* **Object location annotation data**
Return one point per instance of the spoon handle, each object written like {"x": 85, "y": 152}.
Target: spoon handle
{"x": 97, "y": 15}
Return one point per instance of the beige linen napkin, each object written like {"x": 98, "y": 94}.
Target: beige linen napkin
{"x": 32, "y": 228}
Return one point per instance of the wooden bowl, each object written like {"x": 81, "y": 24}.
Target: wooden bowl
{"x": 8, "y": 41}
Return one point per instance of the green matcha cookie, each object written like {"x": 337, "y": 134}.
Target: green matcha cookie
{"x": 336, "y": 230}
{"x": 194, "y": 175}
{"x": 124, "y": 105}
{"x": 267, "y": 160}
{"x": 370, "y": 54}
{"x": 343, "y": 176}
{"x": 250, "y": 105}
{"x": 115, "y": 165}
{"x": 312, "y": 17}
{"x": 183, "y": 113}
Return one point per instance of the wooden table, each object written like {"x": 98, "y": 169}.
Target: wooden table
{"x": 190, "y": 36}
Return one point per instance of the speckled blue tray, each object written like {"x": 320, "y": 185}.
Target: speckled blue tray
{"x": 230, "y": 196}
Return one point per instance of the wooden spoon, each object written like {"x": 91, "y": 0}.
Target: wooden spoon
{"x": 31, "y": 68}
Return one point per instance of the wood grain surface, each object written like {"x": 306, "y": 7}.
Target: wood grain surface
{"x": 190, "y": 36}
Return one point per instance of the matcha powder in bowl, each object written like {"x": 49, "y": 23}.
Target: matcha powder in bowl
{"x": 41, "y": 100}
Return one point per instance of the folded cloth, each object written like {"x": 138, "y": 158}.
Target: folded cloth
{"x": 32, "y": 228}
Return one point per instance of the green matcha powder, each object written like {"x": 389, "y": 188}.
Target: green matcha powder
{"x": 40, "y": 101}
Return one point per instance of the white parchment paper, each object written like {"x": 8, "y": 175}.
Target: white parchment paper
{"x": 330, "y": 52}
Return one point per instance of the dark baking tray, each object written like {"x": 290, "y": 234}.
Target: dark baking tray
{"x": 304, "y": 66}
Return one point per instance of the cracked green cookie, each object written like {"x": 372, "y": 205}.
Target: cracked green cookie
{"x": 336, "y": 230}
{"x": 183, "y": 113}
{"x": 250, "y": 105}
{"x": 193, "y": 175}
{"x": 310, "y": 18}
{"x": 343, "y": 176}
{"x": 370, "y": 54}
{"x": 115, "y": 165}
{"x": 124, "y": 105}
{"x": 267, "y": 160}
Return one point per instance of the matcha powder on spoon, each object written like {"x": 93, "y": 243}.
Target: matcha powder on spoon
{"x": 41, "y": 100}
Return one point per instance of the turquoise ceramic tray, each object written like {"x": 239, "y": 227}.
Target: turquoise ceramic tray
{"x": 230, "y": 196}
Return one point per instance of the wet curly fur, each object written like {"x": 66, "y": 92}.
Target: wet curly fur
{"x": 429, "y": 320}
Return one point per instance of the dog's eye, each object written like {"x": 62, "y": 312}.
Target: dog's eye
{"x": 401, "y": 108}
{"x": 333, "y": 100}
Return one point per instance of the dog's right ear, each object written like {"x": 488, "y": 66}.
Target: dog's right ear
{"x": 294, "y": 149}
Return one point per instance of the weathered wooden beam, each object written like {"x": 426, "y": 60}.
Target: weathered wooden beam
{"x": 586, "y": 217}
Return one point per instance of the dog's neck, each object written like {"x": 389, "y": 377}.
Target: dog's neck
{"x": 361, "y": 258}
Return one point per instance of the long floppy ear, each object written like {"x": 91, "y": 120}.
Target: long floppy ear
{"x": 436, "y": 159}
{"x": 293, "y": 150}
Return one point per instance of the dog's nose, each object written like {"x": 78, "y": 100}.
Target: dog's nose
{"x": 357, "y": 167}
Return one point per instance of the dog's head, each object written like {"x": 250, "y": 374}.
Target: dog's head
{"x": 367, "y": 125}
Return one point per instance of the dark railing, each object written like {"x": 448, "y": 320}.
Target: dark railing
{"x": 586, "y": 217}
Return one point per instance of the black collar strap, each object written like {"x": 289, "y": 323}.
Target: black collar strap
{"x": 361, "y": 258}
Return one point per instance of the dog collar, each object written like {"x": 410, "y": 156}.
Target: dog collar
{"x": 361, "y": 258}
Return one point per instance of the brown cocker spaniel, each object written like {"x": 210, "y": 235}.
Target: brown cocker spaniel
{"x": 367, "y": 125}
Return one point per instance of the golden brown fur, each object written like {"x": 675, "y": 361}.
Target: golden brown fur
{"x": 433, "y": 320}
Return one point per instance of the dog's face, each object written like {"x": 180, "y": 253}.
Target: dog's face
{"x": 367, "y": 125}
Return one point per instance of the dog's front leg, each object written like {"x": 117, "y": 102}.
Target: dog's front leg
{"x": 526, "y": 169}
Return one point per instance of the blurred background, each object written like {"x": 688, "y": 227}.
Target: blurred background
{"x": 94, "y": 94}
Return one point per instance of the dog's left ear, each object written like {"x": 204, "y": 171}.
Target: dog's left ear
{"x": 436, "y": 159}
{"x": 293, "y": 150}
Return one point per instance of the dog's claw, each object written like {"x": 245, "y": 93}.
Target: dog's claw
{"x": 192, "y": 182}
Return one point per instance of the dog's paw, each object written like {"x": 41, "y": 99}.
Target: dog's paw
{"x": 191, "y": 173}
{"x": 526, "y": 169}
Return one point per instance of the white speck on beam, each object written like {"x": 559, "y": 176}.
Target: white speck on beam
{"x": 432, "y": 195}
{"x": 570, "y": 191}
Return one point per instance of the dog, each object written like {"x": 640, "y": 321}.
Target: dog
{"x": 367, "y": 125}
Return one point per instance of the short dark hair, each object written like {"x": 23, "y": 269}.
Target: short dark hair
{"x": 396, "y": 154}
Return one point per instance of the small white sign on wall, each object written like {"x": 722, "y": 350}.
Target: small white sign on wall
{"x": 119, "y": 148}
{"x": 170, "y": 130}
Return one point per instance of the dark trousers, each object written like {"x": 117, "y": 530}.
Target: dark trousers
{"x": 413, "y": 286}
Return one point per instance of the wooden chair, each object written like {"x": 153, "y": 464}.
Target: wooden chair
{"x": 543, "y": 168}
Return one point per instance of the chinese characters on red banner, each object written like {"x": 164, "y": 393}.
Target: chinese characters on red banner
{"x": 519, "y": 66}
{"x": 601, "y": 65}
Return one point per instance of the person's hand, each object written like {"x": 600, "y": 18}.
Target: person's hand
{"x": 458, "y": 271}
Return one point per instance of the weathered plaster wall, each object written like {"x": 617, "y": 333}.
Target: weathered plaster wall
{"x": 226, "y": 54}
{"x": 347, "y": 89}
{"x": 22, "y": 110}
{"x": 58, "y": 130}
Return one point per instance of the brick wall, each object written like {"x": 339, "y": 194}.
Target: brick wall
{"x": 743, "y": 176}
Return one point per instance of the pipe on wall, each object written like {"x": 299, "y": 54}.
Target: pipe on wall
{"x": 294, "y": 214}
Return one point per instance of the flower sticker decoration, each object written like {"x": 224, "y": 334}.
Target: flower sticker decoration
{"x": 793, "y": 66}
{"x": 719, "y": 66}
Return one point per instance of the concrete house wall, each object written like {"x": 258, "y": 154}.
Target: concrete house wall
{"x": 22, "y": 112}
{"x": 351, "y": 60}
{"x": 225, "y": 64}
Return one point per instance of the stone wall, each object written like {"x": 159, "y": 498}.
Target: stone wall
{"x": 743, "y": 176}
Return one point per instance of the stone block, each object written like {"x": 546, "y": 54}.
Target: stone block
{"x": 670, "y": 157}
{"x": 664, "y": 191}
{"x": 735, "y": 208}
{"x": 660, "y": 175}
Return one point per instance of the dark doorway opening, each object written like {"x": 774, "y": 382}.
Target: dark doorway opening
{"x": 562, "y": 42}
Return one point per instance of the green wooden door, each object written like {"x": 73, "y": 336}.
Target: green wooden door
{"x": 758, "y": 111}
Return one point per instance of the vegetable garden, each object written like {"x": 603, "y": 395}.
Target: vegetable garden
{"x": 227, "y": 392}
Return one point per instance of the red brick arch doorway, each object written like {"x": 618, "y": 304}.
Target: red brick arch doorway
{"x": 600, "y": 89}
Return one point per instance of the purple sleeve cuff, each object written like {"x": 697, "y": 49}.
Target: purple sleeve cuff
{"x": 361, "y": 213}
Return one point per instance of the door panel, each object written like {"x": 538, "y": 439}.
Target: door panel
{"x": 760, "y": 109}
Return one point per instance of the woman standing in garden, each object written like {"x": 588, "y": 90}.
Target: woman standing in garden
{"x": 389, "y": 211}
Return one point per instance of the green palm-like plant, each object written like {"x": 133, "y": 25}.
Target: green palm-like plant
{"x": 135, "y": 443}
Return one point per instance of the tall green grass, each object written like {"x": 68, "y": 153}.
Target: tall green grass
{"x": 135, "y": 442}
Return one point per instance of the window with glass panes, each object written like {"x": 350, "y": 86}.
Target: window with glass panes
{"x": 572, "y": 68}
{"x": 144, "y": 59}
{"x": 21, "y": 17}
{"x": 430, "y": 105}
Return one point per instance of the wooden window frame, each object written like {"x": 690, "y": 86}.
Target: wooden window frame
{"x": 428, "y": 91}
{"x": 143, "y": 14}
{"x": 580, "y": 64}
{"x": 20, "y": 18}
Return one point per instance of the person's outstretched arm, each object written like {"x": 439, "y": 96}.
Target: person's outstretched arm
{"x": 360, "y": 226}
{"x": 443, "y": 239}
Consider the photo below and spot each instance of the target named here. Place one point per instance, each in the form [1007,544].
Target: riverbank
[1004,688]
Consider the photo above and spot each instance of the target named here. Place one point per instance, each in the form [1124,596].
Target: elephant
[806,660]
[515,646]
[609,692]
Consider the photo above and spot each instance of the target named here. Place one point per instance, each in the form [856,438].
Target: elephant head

* **What the task requires**
Repeat exactly the lines from the one containing "Return one point per instance of the green palm-like" through the last line of the records above, both included, and nothing else.

* **Exercise result**
Return one point per instance of the green palm-like plant, each object written like {"x": 133, "y": 25}.
Target: green palm-like plant
{"x": 135, "y": 443}
Return one point per instance of the tall green grass, each object written like {"x": 68, "y": 153}.
Target: tall green grass
{"x": 135, "y": 442}
Return one point per instance of the window with glass panes, each object written like {"x": 350, "y": 86}.
Target: window with glass panes
{"x": 572, "y": 68}
{"x": 144, "y": 59}
{"x": 21, "y": 17}
{"x": 430, "y": 105}
Return one point per instance of the wooden window frame, each object written like {"x": 690, "y": 86}.
Target: wooden window frame
{"x": 428, "y": 91}
{"x": 143, "y": 14}
{"x": 580, "y": 64}
{"x": 20, "y": 18}
Return one point per instance of the person's outstretched arm, each object written like {"x": 439, "y": 96}.
Target: person's outstretched arm
{"x": 360, "y": 226}
{"x": 443, "y": 239}
Consider the photo below and spot each instance of the target named here. Place one point per instance, each in the form [1007,544].
Target: riverbank
[1004,688]
Consider the photo above and spot each instance of the target named here. Place one point per instance, each in the form [1124,596].
Target: elephant
[806,660]
[515,646]
[609,692]
Consider the photo above and spot each instance of the target named here. Place one point per instance, each in the form [856,438].
Target: elephant head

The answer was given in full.